**WRITTEN EXERCISE A:**
Decide whether each of the following statements agrees with the nginx post below. Answer yes or no for each, and quote the deciding words of the post exactly.
(i) The problem also occurs with nginx versions 0.8.36 and 0.8.37.
(ii) Sending signals to the processes in state "H" makes them exit.
(iii) The system was under heavy load during the tests.
[START OF READING TEXT]
Hello,
using nginx-0.8.40 on Linux 2.6.32 I've encountered a problem with
nginx reloading, which leaves [nginx] processes in process state "H"
behind. As soon as the first of these processes is left behind, nginx
is unable to reload the workers and is unable to stop gracefully.
(happens with 0.8.36 and 0.8.37 too)
Sending signals to the H-state processes won't do anything, leaving no
other choice but to SIGKILL them.
This behavior is very seldom and I've tried to track it down while
having nginx logging with log level debug. It finally happened after
reloading nginx the 68th time.
The system was completely idle during the tests.
[END OF READING TEXT]
[START OF EXERCISE DATA]
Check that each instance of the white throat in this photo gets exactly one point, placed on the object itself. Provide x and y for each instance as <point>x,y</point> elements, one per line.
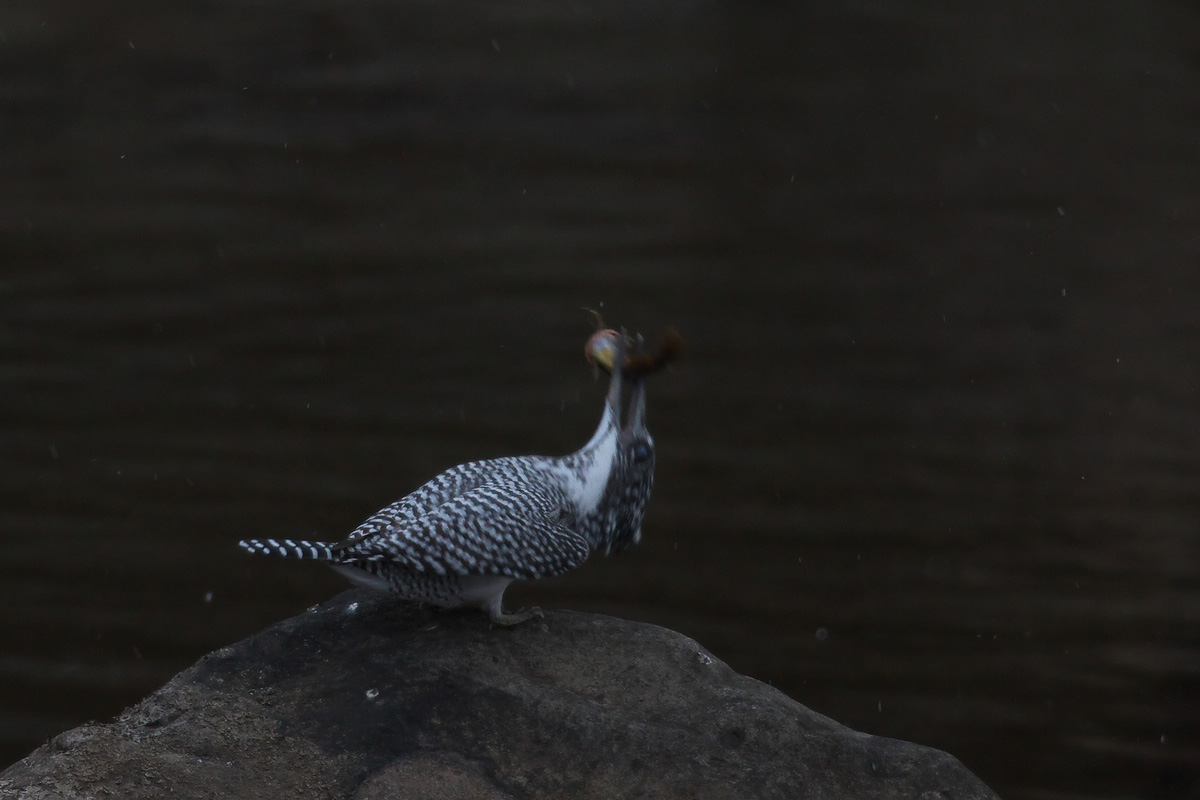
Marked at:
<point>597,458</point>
[END OF EXERCISE DATA]
[START OF EXERCISE DATA]
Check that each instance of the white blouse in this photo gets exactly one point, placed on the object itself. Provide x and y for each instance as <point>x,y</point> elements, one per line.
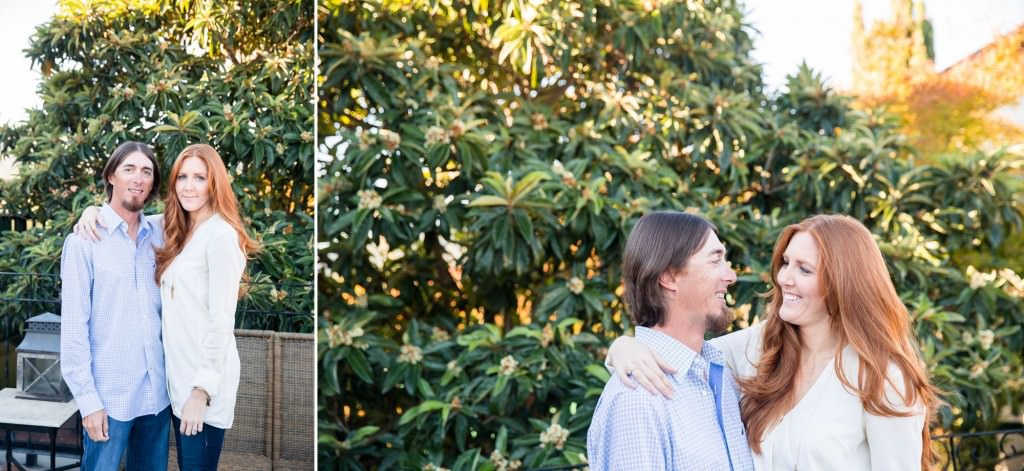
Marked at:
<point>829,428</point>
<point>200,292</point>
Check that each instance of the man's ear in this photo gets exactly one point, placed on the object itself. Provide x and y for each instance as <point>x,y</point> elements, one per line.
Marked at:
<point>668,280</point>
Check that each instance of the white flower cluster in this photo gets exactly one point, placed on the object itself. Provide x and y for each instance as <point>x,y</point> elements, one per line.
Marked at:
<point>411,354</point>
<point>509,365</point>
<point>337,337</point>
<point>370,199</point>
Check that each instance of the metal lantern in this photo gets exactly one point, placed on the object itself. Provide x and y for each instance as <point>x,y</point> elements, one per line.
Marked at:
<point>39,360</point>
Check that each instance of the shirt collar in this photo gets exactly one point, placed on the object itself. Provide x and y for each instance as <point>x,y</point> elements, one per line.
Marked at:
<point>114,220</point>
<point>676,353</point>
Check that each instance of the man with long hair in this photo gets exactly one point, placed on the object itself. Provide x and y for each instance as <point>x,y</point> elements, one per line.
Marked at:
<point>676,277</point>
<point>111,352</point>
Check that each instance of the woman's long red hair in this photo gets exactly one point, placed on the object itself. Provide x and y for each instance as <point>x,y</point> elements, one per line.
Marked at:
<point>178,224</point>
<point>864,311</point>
[END OF EXERCISE DATA]
**WRITTEN EXERCISE B:** In the rows, transcribe the lines from the line with "Check that each instance of the white flower" to the line with "<point>864,311</point>", both included, without any change.

**RESPONSE A:**
(i) Yes: "(happens with 0.8.36 and 0.8.37 too)"
(ii) No: "Sending signals to the H-state processes won't do anything, leaving no other choice but to SIGKILL them."
(iii) No: "The system was completely idle during the tests."

**RESPONSE B:**
Check that each instance of the white flower cluster in this photo gets exactly one point, placed on the object itself. Provide x and y for each instance as <point>x,y</point> elements, one per line.
Marked at:
<point>411,354</point>
<point>509,365</point>
<point>337,337</point>
<point>370,199</point>
Check that each instance of the metal lantern in this photo gets exactly one point, placed on the object itself. Provide x and y for each instance as <point>x,y</point> elements, one per line.
Marked at:
<point>39,360</point>
Check that each instance of the shirt collar in this photo gets exactly one point, placed on the object itself. Provide x and y for each instance as <point>x,y</point> elements, one per line.
Marked at:
<point>114,220</point>
<point>676,353</point>
Check that each instance of the man with long hair in this photo gets exactly one point, placed on the object itself. Provide x and y for each instance as <point>x,y</point> elements, one per line.
Marked at:
<point>676,277</point>
<point>111,352</point>
Check that each instance of the woman's long red hair in this photo gets exactly one point, placed on the object itself. Provide x and y for each instance as <point>x,y</point> elements, one per line.
Marked at:
<point>178,224</point>
<point>864,311</point>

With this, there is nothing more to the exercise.